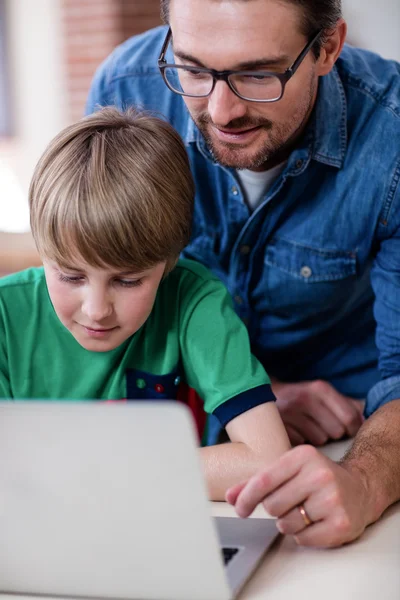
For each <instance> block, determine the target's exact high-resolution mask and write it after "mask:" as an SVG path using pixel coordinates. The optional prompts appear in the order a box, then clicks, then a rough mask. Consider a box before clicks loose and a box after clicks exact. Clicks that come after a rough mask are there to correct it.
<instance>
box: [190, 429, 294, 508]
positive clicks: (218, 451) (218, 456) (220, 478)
mask: <svg viewBox="0 0 400 600" xmlns="http://www.w3.org/2000/svg"><path fill="white" fill-rule="evenodd" d="M289 448H290V444H289V441H288V440H287V438H286V437H282V438H280V437H278V436H277V438H276V440H275V443H274V444H271V447H270V449H269V450H268V452H264V453H258V452H255V451H254V450H252V449H251V448H250V447H249V446H247V445H246V444H244V443H241V442H231V443H227V444H219V445H217V446H208V447H206V448H200V456H201V460H202V463H203V472H204V476H205V479H206V483H207V488H208V497H209V498H210V500H216V501H223V500H225V492H226V491H227V490H228V488H230V487H232V486H233V485H236V484H237V483H240V482H242V481H246V480H247V479H249V478H250V477H252V476H253V475H254V474H255V473H257V471H259V470H260V469H263V468H265V467H266V466H268V465H270V464H272V463H273V462H275V461H276V460H277V459H278V458H279V456H281V455H282V454H283V453H284V452H286V451H287V450H288V449H289Z"/></svg>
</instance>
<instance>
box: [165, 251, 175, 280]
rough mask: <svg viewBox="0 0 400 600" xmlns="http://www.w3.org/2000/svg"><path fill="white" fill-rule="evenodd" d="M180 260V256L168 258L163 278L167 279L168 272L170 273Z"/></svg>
mask: <svg viewBox="0 0 400 600" xmlns="http://www.w3.org/2000/svg"><path fill="white" fill-rule="evenodd" d="M178 260H179V256H177V257H176V258H168V259H167V262H166V265H165V269H164V275H163V279H165V277H166V276H167V275H168V273H170V272H171V271H172V269H173V268H174V267H175V265H176V263H177V262H178Z"/></svg>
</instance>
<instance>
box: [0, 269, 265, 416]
mask: <svg viewBox="0 0 400 600" xmlns="http://www.w3.org/2000/svg"><path fill="white" fill-rule="evenodd" d="M181 383H182V384H187V385H188V386H189V387H190V388H194V390H196V392H197V393H198V394H199V396H200V398H202V399H203V402H204V409H205V411H206V412H208V413H214V414H215V415H216V416H217V417H218V418H219V420H220V422H221V424H222V425H223V426H225V425H226V423H228V422H229V421H230V420H231V419H233V418H234V417H235V416H238V415H239V414H241V413H243V412H245V411H246V410H248V409H250V408H252V407H253V406H257V405H259V404H261V403H263V402H267V401H269V400H273V399H274V396H273V394H272V392H271V388H270V385H269V383H270V382H269V379H268V376H267V374H266V373H265V371H264V369H263V367H262V366H261V364H260V363H259V362H258V361H257V360H256V359H255V358H254V357H253V356H252V355H251V353H250V344H249V339H248V335H247V330H246V328H245V326H244V325H243V323H242V322H241V320H240V319H239V317H238V316H237V315H236V314H235V312H234V310H233V307H232V304H231V300H230V297H229V295H228V293H227V291H226V289H225V288H224V286H223V285H222V283H221V282H220V281H219V280H218V279H217V278H215V277H214V276H213V275H212V274H211V273H210V272H209V271H208V270H207V269H206V268H204V267H203V266H202V265H199V264H197V263H194V262H192V261H188V260H182V261H180V262H179V263H178V265H177V266H176V267H175V269H174V270H173V271H172V272H171V273H170V274H169V275H168V276H167V277H166V278H165V279H164V280H163V281H162V282H161V284H160V287H159V289H158V292H157V297H156V301H155V304H154V307H153V310H152V312H151V314H150V316H149V318H148V320H147V321H146V323H145V324H144V325H143V326H142V327H141V328H140V329H139V330H138V331H137V332H136V333H135V334H134V335H133V336H131V337H130V338H129V339H127V340H126V341H125V342H124V343H123V344H122V345H121V346H119V347H118V348H116V349H114V350H111V351H109V352H92V351H89V350H86V349H85V348H83V347H82V346H80V344H79V343H78V342H77V341H76V340H75V338H74V337H73V336H72V334H71V333H70V332H69V331H68V330H67V329H66V328H65V327H64V325H62V323H61V322H60V321H59V319H58V317H57V315H56V313H55V311H54V308H53V305H52V303H51V301H50V298H49V295H48V291H47V286H46V281H45V277H44V271H43V269H42V268H34V269H28V270H26V271H23V272H21V273H16V274H14V275H9V276H7V277H3V278H2V279H0V398H13V399H18V400H30V399H32V400H35V399H37V400H38V399H40V400H44V399H53V400H87V399H99V400H105V399H107V400H113V399H116V400H118V399H128V400H129V399H163V398H166V399H176V398H179V388H180V385H181Z"/></svg>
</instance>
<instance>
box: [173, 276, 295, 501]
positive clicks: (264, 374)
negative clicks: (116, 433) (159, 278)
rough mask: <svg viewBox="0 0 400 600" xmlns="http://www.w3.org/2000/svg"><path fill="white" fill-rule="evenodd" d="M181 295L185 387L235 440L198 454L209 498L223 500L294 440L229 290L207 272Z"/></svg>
mask: <svg viewBox="0 0 400 600" xmlns="http://www.w3.org/2000/svg"><path fill="white" fill-rule="evenodd" d="M196 269H200V267H199V266H198V267H196ZM181 289H182V288H181ZM183 292H184V293H183V295H182V297H181V315H182V321H181V331H182V337H181V344H182V361H183V366H184V372H185V376H186V379H187V383H188V384H189V386H190V387H193V388H194V389H195V390H196V391H197V392H198V394H199V396H200V397H201V398H202V399H203V401H204V409H205V411H206V412H208V413H212V414H214V415H215V417H217V419H218V420H219V422H220V424H221V426H222V427H224V428H225V429H226V431H227V433H228V436H229V438H230V440H231V442H230V443H227V444H220V445H216V446H211V447H206V448H202V449H201V450H200V454H201V458H202V462H203V466H204V471H205V476H206V481H207V485H208V489H209V496H210V498H211V499H212V500H224V496H225V492H226V491H227V489H228V488H229V487H231V486H232V485H233V484H235V483H238V482H241V481H243V480H244V479H247V478H248V477H250V476H251V475H253V474H254V473H256V472H257V471H258V470H259V469H260V468H262V467H263V466H265V464H271V463H272V462H274V461H275V460H276V459H277V458H278V457H279V456H281V454H283V453H284V452H285V451H286V450H288V449H289V448H290V442H289V438H288V436H287V433H286V430H285V427H284V424H283V422H282V420H281V417H280V415H279V412H278V409H277V406H276V403H275V401H274V400H275V396H274V395H273V392H272V390H271V386H270V380H269V378H268V375H267V374H266V372H265V370H264V368H263V367H262V365H261V364H260V363H259V361H258V360H257V359H256V358H255V357H254V356H253V355H252V354H251V349H250V340H249V335H248V332H247V329H246V327H245V326H244V324H243V322H242V321H241V320H240V318H239V317H238V316H237V315H236V313H235V311H234V310H233V306H232V301H231V298H230V297H229V295H228V293H227V290H226V288H225V287H224V286H223V285H222V283H221V282H220V281H219V280H217V279H216V278H215V277H209V278H207V272H206V271H205V277H204V279H198V280H197V282H195V283H194V284H193V280H191V281H190V287H189V289H185V290H183Z"/></svg>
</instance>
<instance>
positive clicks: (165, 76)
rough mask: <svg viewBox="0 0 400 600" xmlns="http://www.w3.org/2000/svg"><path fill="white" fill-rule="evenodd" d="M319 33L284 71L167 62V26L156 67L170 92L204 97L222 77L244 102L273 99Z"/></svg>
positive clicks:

● ● ● ● ●

--- Task description ---
Copy out every entry above word for word, leaving the pictures out.

--- Your solution ---
For each <instance> block, determine the target's exact high-resolution mask and write it after "mask:" as an SVG path using pixel coordinates. The optional prompts appear in the order a box, then clicks, then a rough mask. Consider a box before clicks loose and a box after clicks exact. Clicks that come after a rough mask are there to correct it.
<instance>
box: [190, 429, 294, 508]
positive clicks: (218, 451) (218, 456) (220, 478)
mask: <svg viewBox="0 0 400 600" xmlns="http://www.w3.org/2000/svg"><path fill="white" fill-rule="evenodd" d="M289 448H290V444H289V441H288V440H287V438H286V437H282V438H280V437H278V436H277V438H276V440H275V443H274V444H271V447H270V449H269V450H268V452H264V453H258V452H255V451H254V450H252V449H251V448H250V447H249V446H247V445H246V444H244V443H241V442H231V443H227V444H219V445H217V446H208V447H206V448H200V456H201V460H202V463H203V472H204V476H205V479H206V483H207V488H208V497H209V498H210V500H216V501H223V500H225V492H226V491H227V490H228V488H230V487H232V486H233V485H236V484H237V483H240V482H242V481H246V480H247V479H249V478H250V477H252V476H253V475H254V474H255V473H257V471H259V470H260V469H263V468H265V467H266V466H268V465H270V464H272V463H273V462H275V461H276V460H277V459H278V458H279V456H281V455H282V454H283V453H284V452H286V451H287V450H288V449H289Z"/></svg>
</instance>
<instance>
box: [165, 251, 175, 280]
rough mask: <svg viewBox="0 0 400 600" xmlns="http://www.w3.org/2000/svg"><path fill="white" fill-rule="evenodd" d="M180 260V256L168 258L163 278L167 279L168 272L170 273Z"/></svg>
mask: <svg viewBox="0 0 400 600" xmlns="http://www.w3.org/2000/svg"><path fill="white" fill-rule="evenodd" d="M178 260H179V256H177V257H176V258H168V259H167V262H166V265H165V269H164V275H163V279H165V277H166V276H167V275H168V273H170V272H171V271H172V269H173V268H174V267H175V265H176V263H177V262H178Z"/></svg>
</instance>
<instance>
box: [0, 269, 265, 416]
mask: <svg viewBox="0 0 400 600" xmlns="http://www.w3.org/2000/svg"><path fill="white" fill-rule="evenodd" d="M181 383H182V384H187V385H188V386H189V387H190V388H194V390H196V392H197V393H198V394H199V396H200V398H202V399H203V402H204V409H205V411H206V412H208V413H214V414H215V415H216V416H217V417H218V418H219V420H220V422H221V424H222V425H223V426H225V425H226V423H228V422H229V421H230V420H231V419H233V418H234V417H235V416H238V415H239V414H241V413H243V412H245V411H246V410H248V409H250V408H252V407H253V406H257V405H259V404H261V403H263V402H267V401H269V400H273V399H274V396H273V394H272V392H271V388H270V385H269V383H270V382H269V379H268V376H267V374H266V373H265V371H264V369H263V367H262V366H261V364H260V363H259V362H258V361H257V360H256V359H255V358H254V357H253V356H252V355H251V353H250V344H249V339H248V335H247V330H246V328H245V326H244V325H243V323H242V322H241V320H240V319H239V317H238V316H237V315H236V314H235V312H234V310H233V307H232V304H231V300H230V297H229V295H228V293H227V291H226V289H225V288H224V286H223V285H222V283H221V282H220V281H219V280H218V279H217V278H215V277H214V276H213V275H212V274H211V273H210V272H209V271H208V270H207V269H206V268H204V267H203V266H202V265H199V264H197V263H194V262H192V261H188V260H182V261H180V262H179V263H178V265H177V266H176V267H175V269H174V270H173V271H172V272H171V273H170V274H169V275H168V276H167V277H166V278H165V279H164V280H163V281H162V282H161V284H160V287H159V289H158V292H157V297H156V301H155V304H154V307H153V310H152V312H151V314H150V316H149V318H148V320H147V321H146V323H145V324H144V325H143V326H142V327H141V328H140V329H139V330H138V331H137V332H136V333H135V334H134V335H133V336H131V337H130V338H129V339H127V340H126V341H125V342H124V343H123V344H122V345H121V346H119V347H118V348H116V349H114V350H111V351H109V352H92V351H89V350H86V349H85V348H83V347H82V346H80V344H79V343H78V342H77V341H76V340H75V338H74V337H73V336H72V334H71V333H70V332H69V331H68V330H67V329H66V328H65V327H64V325H62V323H61V322H60V321H59V319H58V317H57V315H56V313H55V311H54V308H53V305H52V303H51V301H50V298H49V295H48V291H47V286H46V281H45V277H44V271H43V269H42V268H34V269H28V270H26V271H23V272H21V273H16V274H14V275H9V276H7V277H3V278H2V279H0V398H13V399H18V400H30V399H32V400H35V399H37V400H38V399H40V400H44V399H53V400H87V399H99V400H105V399H107V400H113V399H116V400H118V399H128V400H129V399H163V398H166V399H176V398H179V388H180V385H181Z"/></svg>
</instance>
<instance>
box: [173, 276, 295, 501]
positive clicks: (264, 374)
negative clicks: (116, 433) (159, 278)
rough mask: <svg viewBox="0 0 400 600" xmlns="http://www.w3.org/2000/svg"><path fill="white" fill-rule="evenodd" d="M181 295L185 387L235 440L198 454L209 498L223 500L294 440L229 290L207 272Z"/></svg>
mask: <svg viewBox="0 0 400 600" xmlns="http://www.w3.org/2000/svg"><path fill="white" fill-rule="evenodd" d="M196 269H200V267H199V266H198V267H196ZM181 289H182V288H181ZM183 292H184V293H183V295H182V297H181V315H182V321H181V331H182V337H181V344H182V361H183V366H184V372H185V376H186V379H187V383H188V384H189V386H190V387H193V388H194V389H195V390H196V391H197V392H198V394H199V396H200V397H201V398H202V399H203V401H204V409H205V411H206V412H208V413H212V414H214V415H215V417H217V419H218V420H219V422H220V424H221V426H222V427H224V428H225V429H226V431H227V433H228V436H229V438H230V440H231V442H230V443H227V444H220V445H216V446H211V447H206V448H202V449H201V450H200V454H201V458H202V462H203V466H204V471H205V476H206V481H207V485H208V489H209V496H210V498H211V499H212V500H224V496H225V492H226V491H227V489H228V488H229V487H231V486H232V485H233V484H235V483H238V482H241V481H243V480H244V479H247V478H248V477H250V476H251V475H253V474H254V473H256V472H257V471H258V470H259V469H260V468H262V467H263V466H265V464H271V463H272V462H274V461H275V460H276V459H277V458H278V457H279V456H281V454H283V453H284V452H285V451H286V450H288V449H289V448H290V442H289V438H288V436H287V433H286V430H285V427H284V424H283V422H282V420H281V417H280V415H279V412H278V409H277V406H276V403H275V401H274V400H275V396H274V395H273V392H272V390H271V386H270V380H269V378H268V375H267V374H266V372H265V370H264V368H263V367H262V365H261V364H260V363H259V361H258V360H257V359H256V358H255V357H254V356H253V355H252V354H251V349H250V340H249V335H248V332H247V329H246V327H245V326H244V324H243V322H242V321H241V320H240V318H239V317H238V316H237V315H236V313H235V311H234V310H233V306H232V301H231V298H230V297H229V295H228V293H227V290H226V288H225V287H224V286H223V285H222V283H221V282H220V281H219V280H217V279H216V278H215V277H209V278H207V272H206V271H205V277H204V279H198V280H197V282H195V283H194V284H193V280H191V281H190V287H189V289H185V290H183Z"/></svg>
</instance>
<instance>
positive clicks: (165, 76)
rough mask: <svg viewBox="0 0 400 600" xmlns="http://www.w3.org/2000/svg"><path fill="white" fill-rule="evenodd" d="M319 33L284 71L167 62V26L156 67L170 92L204 97L222 77L244 102L273 99Z"/></svg>
positive clicks:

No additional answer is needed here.